Pick out and copy every line of the records that contains the string "tail", matching case exactly.

═════ Records for this task

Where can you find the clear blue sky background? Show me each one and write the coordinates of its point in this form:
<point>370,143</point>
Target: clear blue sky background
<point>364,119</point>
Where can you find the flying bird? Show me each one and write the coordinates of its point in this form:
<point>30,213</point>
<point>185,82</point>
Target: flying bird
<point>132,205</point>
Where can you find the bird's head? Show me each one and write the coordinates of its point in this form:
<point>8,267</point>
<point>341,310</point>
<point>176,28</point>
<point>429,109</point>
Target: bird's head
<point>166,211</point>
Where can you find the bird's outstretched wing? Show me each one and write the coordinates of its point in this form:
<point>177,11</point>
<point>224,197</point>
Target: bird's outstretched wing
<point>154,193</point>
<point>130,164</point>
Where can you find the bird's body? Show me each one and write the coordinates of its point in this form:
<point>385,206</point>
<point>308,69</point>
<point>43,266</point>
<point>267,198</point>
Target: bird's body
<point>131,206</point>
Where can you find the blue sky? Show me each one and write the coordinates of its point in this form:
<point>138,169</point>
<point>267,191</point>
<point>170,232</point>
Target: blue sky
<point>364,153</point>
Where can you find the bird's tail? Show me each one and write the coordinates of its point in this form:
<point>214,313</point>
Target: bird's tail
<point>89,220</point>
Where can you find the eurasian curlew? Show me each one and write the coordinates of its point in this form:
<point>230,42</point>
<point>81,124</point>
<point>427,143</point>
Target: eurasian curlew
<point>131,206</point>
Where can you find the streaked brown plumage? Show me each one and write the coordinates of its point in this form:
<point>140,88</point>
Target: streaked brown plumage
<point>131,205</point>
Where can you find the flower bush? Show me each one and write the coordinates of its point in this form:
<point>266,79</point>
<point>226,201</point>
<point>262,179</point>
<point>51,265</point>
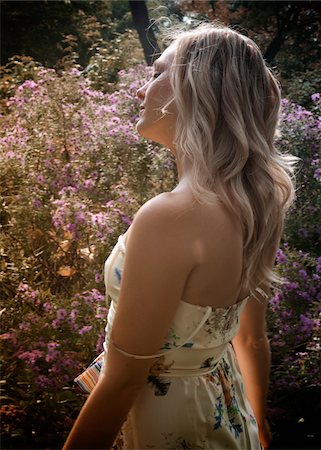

══════════

## Answer below
Where can you find the bird's tail? Show me each one and write the coordinates of its point in this form:
Target: bird's tail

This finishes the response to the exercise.